- **Given exercise**
Reproduce the items below verbatim, from the line containing "For the benchmark, mark every instance of the beige" through the final line, inclusive.

<<<<

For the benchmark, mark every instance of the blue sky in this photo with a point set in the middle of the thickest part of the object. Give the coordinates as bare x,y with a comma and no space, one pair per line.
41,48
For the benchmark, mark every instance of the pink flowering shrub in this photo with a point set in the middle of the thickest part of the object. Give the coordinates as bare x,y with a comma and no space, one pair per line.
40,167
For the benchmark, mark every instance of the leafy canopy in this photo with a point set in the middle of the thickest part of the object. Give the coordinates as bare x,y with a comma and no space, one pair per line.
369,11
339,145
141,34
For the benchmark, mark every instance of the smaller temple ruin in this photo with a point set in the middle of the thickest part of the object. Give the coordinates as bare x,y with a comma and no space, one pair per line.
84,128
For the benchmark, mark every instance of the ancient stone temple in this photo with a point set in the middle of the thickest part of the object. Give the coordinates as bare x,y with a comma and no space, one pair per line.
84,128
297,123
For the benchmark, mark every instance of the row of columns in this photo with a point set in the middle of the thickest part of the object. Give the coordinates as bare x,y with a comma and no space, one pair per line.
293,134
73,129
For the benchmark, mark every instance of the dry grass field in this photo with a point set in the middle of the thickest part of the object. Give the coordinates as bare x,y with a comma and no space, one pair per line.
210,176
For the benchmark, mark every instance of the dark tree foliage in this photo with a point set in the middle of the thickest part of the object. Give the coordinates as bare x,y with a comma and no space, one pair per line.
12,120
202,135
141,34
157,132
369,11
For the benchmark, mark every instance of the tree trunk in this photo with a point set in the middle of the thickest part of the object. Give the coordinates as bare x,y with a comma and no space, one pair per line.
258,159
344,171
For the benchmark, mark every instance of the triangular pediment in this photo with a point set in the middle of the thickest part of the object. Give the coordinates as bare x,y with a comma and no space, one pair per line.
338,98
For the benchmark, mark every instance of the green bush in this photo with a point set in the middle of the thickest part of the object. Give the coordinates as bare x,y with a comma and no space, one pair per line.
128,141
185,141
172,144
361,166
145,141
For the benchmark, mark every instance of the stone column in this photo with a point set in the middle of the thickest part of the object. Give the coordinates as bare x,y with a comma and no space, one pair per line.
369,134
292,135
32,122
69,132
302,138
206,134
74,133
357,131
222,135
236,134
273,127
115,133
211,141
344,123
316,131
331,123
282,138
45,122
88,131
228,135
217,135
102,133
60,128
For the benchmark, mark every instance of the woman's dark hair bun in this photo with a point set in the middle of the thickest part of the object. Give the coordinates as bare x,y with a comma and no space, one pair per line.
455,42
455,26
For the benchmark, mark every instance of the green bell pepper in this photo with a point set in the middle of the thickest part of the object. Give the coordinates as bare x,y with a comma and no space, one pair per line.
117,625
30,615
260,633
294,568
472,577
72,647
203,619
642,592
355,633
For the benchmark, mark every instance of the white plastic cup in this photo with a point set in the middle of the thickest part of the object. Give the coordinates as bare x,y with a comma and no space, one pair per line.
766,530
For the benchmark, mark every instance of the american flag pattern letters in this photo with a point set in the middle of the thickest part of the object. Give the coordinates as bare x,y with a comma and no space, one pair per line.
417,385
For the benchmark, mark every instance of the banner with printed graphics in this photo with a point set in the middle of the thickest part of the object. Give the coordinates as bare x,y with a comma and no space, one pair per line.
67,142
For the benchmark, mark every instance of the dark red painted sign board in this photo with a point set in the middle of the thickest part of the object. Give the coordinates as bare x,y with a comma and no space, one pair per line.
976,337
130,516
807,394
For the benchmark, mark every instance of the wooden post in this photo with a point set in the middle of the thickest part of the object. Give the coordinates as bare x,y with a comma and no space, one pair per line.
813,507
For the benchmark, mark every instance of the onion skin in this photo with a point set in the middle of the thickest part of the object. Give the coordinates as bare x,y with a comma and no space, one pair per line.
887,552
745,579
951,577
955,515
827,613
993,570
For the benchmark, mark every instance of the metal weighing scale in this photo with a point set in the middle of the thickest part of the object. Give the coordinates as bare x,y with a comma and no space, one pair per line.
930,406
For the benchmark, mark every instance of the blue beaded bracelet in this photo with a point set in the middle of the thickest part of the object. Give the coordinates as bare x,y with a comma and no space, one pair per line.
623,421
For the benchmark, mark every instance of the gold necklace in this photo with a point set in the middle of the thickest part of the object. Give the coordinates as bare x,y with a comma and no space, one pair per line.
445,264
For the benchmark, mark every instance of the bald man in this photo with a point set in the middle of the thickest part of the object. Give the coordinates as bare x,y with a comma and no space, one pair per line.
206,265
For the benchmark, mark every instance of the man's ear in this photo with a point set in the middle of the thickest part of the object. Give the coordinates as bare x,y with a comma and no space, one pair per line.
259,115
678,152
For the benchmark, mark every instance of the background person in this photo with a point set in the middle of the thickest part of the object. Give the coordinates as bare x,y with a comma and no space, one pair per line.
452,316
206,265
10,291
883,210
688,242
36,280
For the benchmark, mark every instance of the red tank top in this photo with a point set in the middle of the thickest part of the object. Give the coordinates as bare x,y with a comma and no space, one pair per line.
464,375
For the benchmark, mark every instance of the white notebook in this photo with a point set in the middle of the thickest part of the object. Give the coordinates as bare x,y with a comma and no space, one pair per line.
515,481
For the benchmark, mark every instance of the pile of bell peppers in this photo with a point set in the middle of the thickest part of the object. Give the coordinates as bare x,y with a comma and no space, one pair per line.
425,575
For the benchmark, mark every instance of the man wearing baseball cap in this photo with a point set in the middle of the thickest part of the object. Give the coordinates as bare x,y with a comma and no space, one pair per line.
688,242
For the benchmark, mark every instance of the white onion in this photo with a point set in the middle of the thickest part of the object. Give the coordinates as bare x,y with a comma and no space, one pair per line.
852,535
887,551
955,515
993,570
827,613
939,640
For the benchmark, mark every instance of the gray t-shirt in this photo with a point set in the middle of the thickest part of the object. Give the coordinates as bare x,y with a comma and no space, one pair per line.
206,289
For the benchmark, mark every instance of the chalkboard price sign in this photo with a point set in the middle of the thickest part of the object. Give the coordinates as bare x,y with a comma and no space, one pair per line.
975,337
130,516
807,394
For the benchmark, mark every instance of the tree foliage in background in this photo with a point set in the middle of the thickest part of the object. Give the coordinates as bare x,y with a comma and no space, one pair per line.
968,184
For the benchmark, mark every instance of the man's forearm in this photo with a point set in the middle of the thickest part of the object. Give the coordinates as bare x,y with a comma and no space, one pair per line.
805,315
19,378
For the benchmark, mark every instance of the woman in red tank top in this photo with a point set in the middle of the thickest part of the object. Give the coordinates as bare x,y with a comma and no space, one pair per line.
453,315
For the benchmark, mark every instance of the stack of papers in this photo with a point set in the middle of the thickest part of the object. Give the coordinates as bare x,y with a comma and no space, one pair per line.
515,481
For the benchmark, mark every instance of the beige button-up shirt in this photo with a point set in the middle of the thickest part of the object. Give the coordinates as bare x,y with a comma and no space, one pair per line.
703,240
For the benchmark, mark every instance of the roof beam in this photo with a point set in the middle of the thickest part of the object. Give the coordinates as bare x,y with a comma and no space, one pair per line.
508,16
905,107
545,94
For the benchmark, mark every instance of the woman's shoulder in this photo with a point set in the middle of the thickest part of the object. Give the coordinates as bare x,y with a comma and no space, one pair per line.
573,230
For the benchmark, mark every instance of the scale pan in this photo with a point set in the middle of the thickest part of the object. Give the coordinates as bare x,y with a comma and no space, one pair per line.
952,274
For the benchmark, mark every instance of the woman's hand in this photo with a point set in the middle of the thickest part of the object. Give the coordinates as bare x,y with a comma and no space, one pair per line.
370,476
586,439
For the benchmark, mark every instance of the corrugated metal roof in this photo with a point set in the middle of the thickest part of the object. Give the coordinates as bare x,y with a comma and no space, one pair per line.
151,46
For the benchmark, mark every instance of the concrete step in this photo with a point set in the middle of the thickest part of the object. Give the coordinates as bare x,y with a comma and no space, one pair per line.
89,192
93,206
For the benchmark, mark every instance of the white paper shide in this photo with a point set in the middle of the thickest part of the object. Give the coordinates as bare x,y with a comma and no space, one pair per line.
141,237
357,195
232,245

>>>>

- **Complete response**
For the benchmark, mark every instance of the beige button-up shirt in this photo with a point set in the middle of the thickest part of the object. Give the coordinates as bare x,y with a comma and no space, one pair per line.
703,240
For the benchmark, mark every instance of the roof beam in this photo with a point set in the middle of the thickest part of the object. Give the coordinates as bare x,y with a comma and no space, one pair per line.
508,16
905,107
545,94
For the benchmark, mark every instance of the woman's shoulder in this photo with a point set in the middle of the thickest part of the object. Give the coordinates as bare x,y with a comma and no space, one pair per line.
573,230
For the benchmark, mark every instance of the scale pan in this photo with a point set in the middle of the thickest part of the object. Give the coordinates as bare x,y with a comma and no space, one pair per line.
952,274
For the benchmark, mark every instance of the woman's hand in this photo with a point set in the middle of the thickest part of the object. Give the coordinates as bare x,y with a comma and no space, one pair per line.
370,476
586,439
For the benchmark, mark every instance of the corrugated metal roof in this photo with a point set in the middle of the thickest part of the object. Give the coordinates as bare x,y with a comma and no space, one pair per line.
151,46
For the benchmark, mark every instance of the concrete step in this photo with a point set in the middle of the thickest part of the object. Give the coordinates as bare x,y with a comma and no space, one pair per line.
89,192
93,206
For the benchmark, mark every instance of the white paper shide in this photo with a point set in the middle of the thickest part of the object. Give the coordinates as bare x,y with a comma and no space, one pair per line.
141,237
357,195
232,245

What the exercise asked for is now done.